#### [COMPLETE THE FOLLOWING]
1 – In the passage on AI in cybersecurity, what share of issues does Deraison say can be taken care of by maintaining and updating systems?
2 – Transcribe the passage on AI in cybersecurity starting at "Talking about the" and ending at "of the discussion.".

>> begin ARTICLE

Talking about the downside is one thing, but Deraison, whose feet are planted firmly on the ground, also looked to the future and one of the latest buzz word technologies, artificial intelligence (AI), was part of the discussion.

“You can use AI in many ways in cybersecurity. But first, you have to do conventional work and foundational work to maintain good cyber hygiene. Just make sure the system is up to date. Making sure when the vendor issues a critical security patch it is deployed. That is still very far behind. Before you talk about AI; we really believe AI can become a distraction. The industry has been looking for a silver bullet for a long time. If you maintain a system, if you know what your systems are, if you make sure they are up to date, you can take care of 95 percent of the issues. Once you do that, then AI can become interesting. There are multiple uses of AI. Some companies use AI as a way to interpret behavior. If you detect a change in behavior, you can see if the system is connecting to some host in China for the first time and that is weird. Some others use AI for automation. AI doesn’t take any initiative. AI is all about known situations and the next time it sees something, it can help find an attack. Still a lot of research that needs to go into AI.”

>> end ARTICLE
>> begin DATASET CONTENT

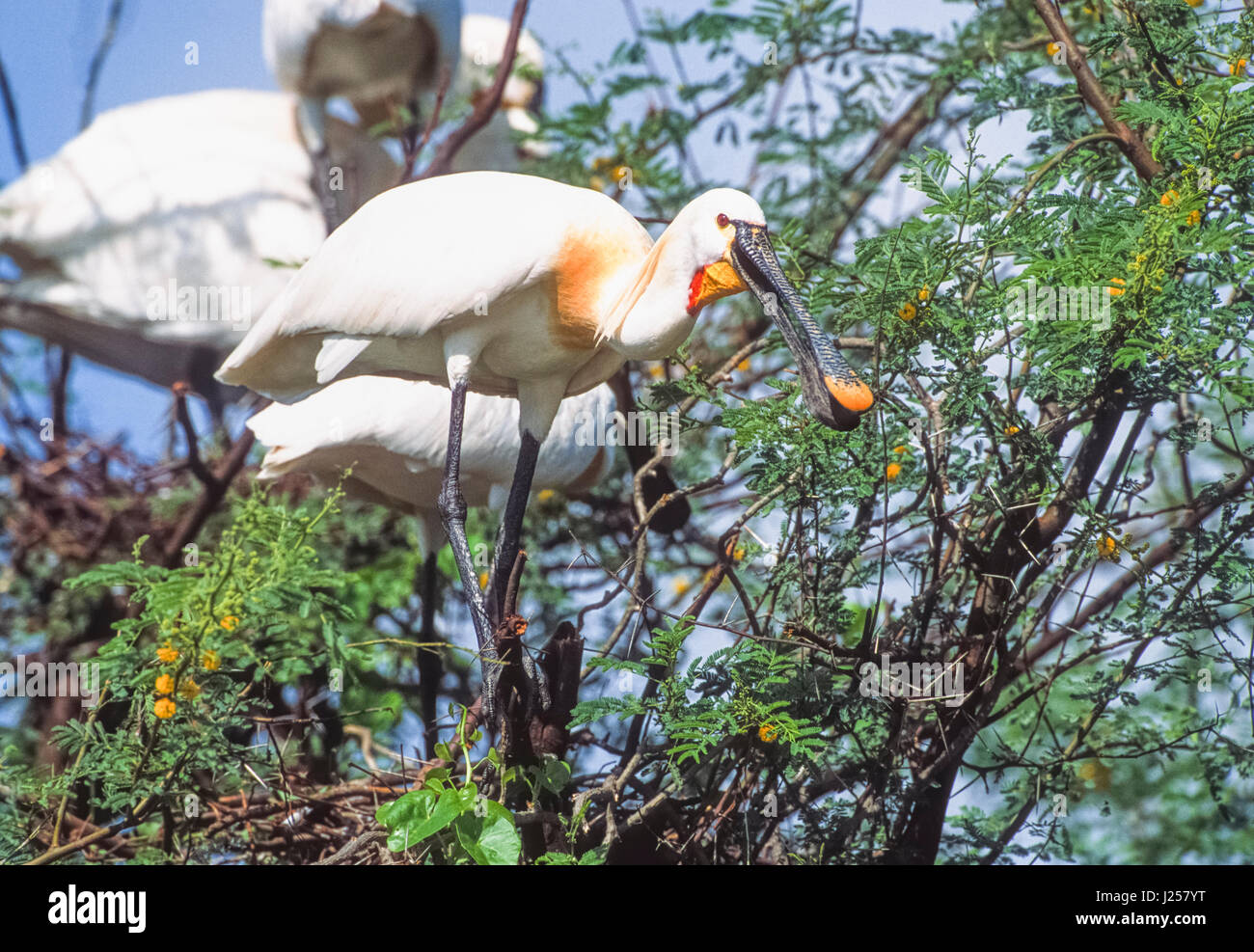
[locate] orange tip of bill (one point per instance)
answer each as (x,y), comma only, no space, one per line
(853,394)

>> end DATASET CONTENT

#### [RESPONSES TO THE TASKS]
1 – 95 percent

2 –
Talking about the downside is one thing, but Deraison, whose feet are planted firmly on the ground, also looked to the future and one of the latest buzz word technologies, artificial intelligence (AI), was part of the discussion.